O también, ¿qué mujer, si tiene diez monedas y se le pierde una de ellas, no enciende una lámpara y barre la casa y la busca afanosamente hasta que la encuentre? Y cuando la encuentra, reúne a sus amigas y vecinas y les dice: “¡Alegraos conmigo, porque ya encontré la moneda que se me había perdido!”.10 Pues yo os digo que, igualmente, se alegran los ángeles de Dios por un solo pecador que se convierta. (Lucas 15: 8-10)


Los estudiosos de la Palabra nos indican que existen dos posibles interpretaciones al significado de la moneda perdida. La primera podría referirse a una dracma, moneda griega de plata y que equivalía al valor de lo que ganaban un jornalero por un día de trabajo. Perder semejante cantidad de dinero podía significar un auténtico desastre financiero para la familia; eso explicaría el afán por tratar de recuperarla. La segunda podía referirse a una de las monedas que engarzadas las unas con las otras formaban una especie de collar o diadema que poseían todas las mujeres casadas. Desde muy temprana edad iban ahorrando el dinero suficiente para poderse confeccionar dicha humilde joya que sería en aquella época lo más parecido a nuestros anillos de alianza o compromiso. Esto también nos ayudaría a entender el afán por buscarla, poniendo toda la casa patas arriba y el gozo y alegría compartido con sus amigas. Todas ellas podían entender el valor sentimental que aquella moneda perdida y encontraba tenía para la mujer y, consecuentemente, podían compartir con ella el gozo de haberla encontrado.

(Registros del conjunto de datos de señalamiento)
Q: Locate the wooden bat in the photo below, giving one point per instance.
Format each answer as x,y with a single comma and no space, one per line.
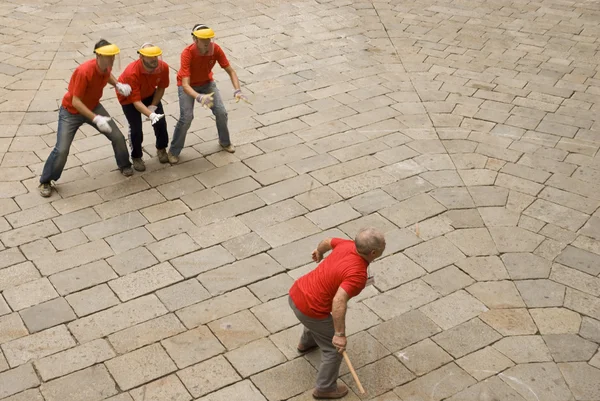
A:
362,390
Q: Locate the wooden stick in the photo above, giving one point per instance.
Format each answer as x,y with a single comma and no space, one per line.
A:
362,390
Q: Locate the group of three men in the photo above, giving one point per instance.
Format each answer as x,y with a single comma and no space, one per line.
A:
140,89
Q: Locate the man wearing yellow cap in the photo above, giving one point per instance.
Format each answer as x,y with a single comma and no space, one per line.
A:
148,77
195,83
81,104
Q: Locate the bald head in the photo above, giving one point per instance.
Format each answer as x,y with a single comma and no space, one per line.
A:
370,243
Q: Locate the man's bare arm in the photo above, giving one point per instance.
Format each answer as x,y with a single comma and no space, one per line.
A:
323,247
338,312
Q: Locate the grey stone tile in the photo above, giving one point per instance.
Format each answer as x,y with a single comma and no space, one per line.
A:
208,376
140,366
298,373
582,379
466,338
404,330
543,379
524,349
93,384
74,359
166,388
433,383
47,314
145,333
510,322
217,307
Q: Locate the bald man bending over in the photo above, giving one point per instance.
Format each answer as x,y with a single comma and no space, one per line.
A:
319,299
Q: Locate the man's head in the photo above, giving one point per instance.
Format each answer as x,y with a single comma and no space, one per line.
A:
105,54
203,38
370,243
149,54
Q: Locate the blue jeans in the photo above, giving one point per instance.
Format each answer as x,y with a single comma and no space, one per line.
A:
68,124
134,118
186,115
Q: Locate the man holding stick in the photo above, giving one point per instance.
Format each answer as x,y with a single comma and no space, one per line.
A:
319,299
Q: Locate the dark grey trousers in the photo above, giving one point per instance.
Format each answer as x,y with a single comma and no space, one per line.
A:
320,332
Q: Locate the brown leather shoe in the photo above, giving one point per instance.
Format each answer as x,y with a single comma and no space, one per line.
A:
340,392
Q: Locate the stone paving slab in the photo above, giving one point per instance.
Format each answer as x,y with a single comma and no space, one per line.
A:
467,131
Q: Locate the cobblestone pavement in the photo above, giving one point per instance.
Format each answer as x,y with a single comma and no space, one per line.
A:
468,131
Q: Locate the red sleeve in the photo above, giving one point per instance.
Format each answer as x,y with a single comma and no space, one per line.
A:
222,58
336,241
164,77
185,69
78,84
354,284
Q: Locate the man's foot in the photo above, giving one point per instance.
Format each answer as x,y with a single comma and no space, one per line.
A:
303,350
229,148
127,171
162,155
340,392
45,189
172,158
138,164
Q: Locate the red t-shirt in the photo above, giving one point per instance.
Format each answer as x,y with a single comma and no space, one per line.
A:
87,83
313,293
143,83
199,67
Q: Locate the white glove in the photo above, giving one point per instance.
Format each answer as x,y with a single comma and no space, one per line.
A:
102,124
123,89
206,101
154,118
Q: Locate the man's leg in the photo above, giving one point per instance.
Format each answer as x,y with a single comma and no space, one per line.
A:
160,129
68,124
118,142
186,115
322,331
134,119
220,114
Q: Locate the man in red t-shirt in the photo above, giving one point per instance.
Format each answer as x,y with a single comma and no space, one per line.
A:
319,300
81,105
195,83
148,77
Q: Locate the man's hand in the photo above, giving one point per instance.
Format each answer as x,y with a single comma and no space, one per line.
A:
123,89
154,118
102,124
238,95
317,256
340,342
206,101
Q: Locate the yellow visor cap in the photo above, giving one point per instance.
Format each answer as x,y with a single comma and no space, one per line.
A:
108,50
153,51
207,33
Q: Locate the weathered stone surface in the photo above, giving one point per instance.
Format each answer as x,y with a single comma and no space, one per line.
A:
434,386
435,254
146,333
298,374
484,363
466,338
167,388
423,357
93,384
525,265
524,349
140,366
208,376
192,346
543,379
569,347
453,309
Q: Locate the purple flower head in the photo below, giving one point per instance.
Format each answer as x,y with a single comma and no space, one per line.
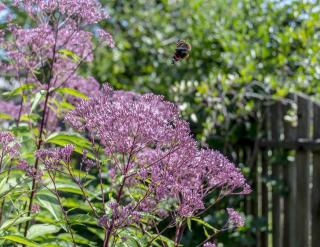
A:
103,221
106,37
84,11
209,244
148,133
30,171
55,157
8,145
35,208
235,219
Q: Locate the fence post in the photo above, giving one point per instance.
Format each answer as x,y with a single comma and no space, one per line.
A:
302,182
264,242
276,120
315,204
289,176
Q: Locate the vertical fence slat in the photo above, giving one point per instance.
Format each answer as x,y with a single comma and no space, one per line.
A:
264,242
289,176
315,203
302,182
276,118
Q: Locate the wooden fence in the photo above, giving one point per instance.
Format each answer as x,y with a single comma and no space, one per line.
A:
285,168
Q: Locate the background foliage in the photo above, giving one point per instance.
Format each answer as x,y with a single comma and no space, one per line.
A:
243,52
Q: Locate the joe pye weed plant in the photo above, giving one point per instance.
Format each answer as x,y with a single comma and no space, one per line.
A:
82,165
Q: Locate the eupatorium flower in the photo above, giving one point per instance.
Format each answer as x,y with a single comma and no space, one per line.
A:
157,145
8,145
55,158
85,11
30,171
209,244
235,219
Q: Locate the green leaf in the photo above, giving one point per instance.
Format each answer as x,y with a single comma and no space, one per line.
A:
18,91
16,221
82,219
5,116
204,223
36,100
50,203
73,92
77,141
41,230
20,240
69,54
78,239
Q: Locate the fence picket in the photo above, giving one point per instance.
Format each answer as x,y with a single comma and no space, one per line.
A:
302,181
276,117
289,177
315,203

- _TAREAS PENDIENTES_:
1. Duplica el fragmento del texto sobre la moneda perdida que se abre con las palabras "O también, ¿qué" y se cierra con "(Lucas 15: 8-10)".
2. Enumera las acciones que, según la parábola citada en el texto sobre la moneda perdida, realiza la mujer para encontrar la moneda.
3. Prosigue el texto sobre la moneda perdida a partir de su última frase.
Los ítems no guardan ninguna relación con el texto sobre la moneda perdida.

- _RESULTADOS DEL EJERCICIO_:
1.
O también, ¿qué mujer, si tiene diez monedas y se le pierde una de ellas, no enciende una lámpara y barre la casa y la busca afanosamente hasta que la encuentre? Y cuando la encuentra, reúne a sus amigas y vecinas y les dice: “¡Alegraos conmigo, porque ya encontré la moneda que se me había perdido!”.10 Pues yo os digo que, igualmente, se alegran los ángeles de Dios por un solo pecador que se convierta. (Lucas 15: 8-10)

2. Enciende una lámpara, barre la casa y la busca afanosamente hasta encontrarla.

3.
Esta parábola es muy similar a la de la oveja perdida y, sin embargo, tiene un matiz que la hace singular y le añade una perspectiva de la que carece la otra. Alguien debió de ser responsable de la pérdida de la moneda. Estas no tienen vida propia y, a diferencia de las ovejas, no tienen autonomía para perderse yendo por lugares y caminos que no debieran. Fue mal guardada, poco mantenida y como consecuencia una de las monedas se desprendió del resto. Lo cierto es que no lo podemos saber con certeza pero alguien debió ser responsable del extravío. Personalmente me hace pensar en todos aquellos que se han alejado de la fe como consecuencia de nuestras negligencias. Tal vez fue pecado claro y manifiesto en nuestras vidas que provocó decepción en aquellos que estaban tratando de seguir a Jesús. Pudo ser una cuestión de negligencia en entender y poder ministrar sus necesidades que pasaron inadvertidas para nosotros. Tal vez no supimos interpretar los signos de petición de ayuda que nos emitieron. También es posible que una vez que desaparecieron ya no hiciéramos nada por recuperarlos, por mantener el contacto, por continuar en contacto con ellos y dejar siempre una puerta abierta.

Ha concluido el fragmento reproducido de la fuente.